◆ ABOUT THIS EXERCISE ◆
In the listing below, find every line containing "fishing" and copy it out.

◆ DATA UNDER STUDY ◆

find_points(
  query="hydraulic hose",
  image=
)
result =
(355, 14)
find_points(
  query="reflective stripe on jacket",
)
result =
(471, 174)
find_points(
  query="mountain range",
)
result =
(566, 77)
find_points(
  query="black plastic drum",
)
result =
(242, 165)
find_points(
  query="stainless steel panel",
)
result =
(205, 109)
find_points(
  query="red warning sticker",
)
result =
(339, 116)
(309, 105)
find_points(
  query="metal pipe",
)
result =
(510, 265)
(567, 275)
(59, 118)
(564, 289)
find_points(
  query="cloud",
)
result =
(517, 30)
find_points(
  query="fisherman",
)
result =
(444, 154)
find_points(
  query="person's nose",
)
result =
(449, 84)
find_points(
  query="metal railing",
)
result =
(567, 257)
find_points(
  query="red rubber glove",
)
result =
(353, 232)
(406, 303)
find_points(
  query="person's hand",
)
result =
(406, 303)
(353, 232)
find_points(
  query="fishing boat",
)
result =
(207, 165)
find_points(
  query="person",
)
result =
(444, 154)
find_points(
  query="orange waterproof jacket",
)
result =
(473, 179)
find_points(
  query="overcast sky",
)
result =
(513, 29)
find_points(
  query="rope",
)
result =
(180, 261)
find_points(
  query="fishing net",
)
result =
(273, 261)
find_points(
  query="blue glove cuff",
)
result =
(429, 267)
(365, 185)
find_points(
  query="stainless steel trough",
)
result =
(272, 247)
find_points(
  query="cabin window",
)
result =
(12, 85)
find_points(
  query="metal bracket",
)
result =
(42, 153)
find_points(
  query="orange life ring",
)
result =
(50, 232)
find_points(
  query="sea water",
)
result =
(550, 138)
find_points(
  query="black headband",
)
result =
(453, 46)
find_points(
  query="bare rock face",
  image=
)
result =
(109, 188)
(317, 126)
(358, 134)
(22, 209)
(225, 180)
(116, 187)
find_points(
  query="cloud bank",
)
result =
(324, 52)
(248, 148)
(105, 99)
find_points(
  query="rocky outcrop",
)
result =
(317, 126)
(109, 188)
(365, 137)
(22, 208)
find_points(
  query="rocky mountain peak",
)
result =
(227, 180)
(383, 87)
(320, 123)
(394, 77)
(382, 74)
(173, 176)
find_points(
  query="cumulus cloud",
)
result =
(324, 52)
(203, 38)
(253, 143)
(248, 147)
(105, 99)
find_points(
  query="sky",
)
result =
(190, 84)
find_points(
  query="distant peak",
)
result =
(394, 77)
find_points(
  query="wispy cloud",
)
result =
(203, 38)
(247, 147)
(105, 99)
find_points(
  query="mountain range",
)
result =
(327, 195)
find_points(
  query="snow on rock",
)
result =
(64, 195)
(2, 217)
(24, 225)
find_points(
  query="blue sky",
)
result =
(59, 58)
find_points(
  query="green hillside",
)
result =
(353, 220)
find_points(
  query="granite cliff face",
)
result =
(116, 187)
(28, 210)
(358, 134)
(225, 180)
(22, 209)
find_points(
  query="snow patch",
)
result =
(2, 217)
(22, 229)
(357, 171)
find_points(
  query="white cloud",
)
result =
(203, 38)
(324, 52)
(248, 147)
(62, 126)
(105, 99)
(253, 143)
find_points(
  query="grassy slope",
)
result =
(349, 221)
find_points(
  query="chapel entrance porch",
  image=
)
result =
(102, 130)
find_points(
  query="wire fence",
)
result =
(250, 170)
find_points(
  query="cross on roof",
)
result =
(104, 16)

◆ EXERCISE OUTPUT ◆
  query="fishing boat",
  query="fishing net",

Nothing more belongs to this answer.